(AIM 1): Copy the passage about data and creative teams between "When it’s done" and "exchange of information.", inclusive, swapping "silos" for "isolation".
(AIM 2): Extend the passage about data and creative teams by writing what comes after its last sentence.

(GIVEN TEXT):
>>>>>

Let’s start with a point that we can all agree on: Robust information makes everyone smarter. And let’s take the next step to agree that well-informed design tends to work harder and perform better. And let’s just get really wild and assume that everyone wants the assets the ad team creates to drive sales harder and perform better. Because if it doesn’t, we will all soon be looking for work.
When it’s done right, understanding how customers respond to design (and how design drives customer behavior) makes us all better — and more job-secure. I’m sure that so far, most marketers agree, on principle. But in practice, what I see are a lot of data and creative teams who still work in silos, with plenty of barriers that stand in the way of a free and frequent exchange of information.
We see it in our agency relationships, where we sometimes work on client data but not creative, or creative without data, but I strongly suspect this happens between internal creative and data teams as well. Here are the most common things I hear:
- “Here are two past creative samples, assume everything looks roughly like this.”
- “Why do you need the data? You’re our creative agency. Do creative design stuff and we’ll give you the direction.”

<<<<<

(SUPPLIED INFORMATION):
>>>>>

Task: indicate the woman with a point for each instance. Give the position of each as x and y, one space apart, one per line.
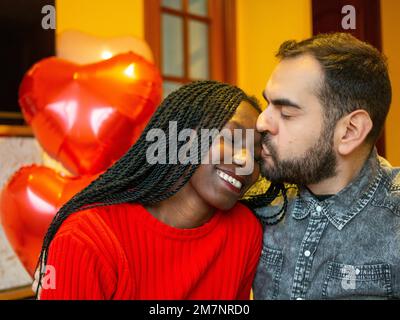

<<<<<

(TASK ANSWER 1):
When it’s done right, understanding how customers respond to design (and how design drives customer behavior) makes us all better — and more job-secure. I’m sure that so far, most marketers agree, on principle. But in practice, what I see are a lot of data and creative teams who still work in isolation, with plenty of barriers that stand in the way of a free and frequent exchange of information.

(TASK ANSWER 2):
- “Here’s some research and testing we did in 1998. I’m sure nothing has changed since then.”
- “Yes, let’s do that someday. This week? No, that’s too busy. Next week isn’t looking good either …”
Here’s a few scenarios where making sure that the data and creative teams communicate early and often and collaborate is of utmost importance:
Building Strategy Out of a Creative Evolution
If there’s one time it’s essential for data and creative teams to communicate well it’s during creative evolution. Many companies today are facing an aging customer base, and are looking for ways to attract a younger audience. Often, this results in a complete creative makeover to a younger, fresher artistic viewpoint that’s meant to appeal to the desired Millennial audience.
However, a company must understand the impact that the evolution will have on the existing customer. Creative and data teams should coordinate to create a cohesive testing strategy that allows analysts to project the impact that the redesign will have on existing customers. In other words, test into it slowly so you don’t watch your sales suddenly dive off a cliff.
Preparing for Gifting Season
Let’s pretend that your primary customer profile is “Sonya,” and you know a great deal about her through customer research. She’s 55, drives an Audi, likes to take in some theater on the weekends, and has two kids around college age. She likes to browse a catalog, but she’ll go online to place an order. She buys from your natural beauty product company twice a year, and she does so because she likes the natural ingredients and the unique scents.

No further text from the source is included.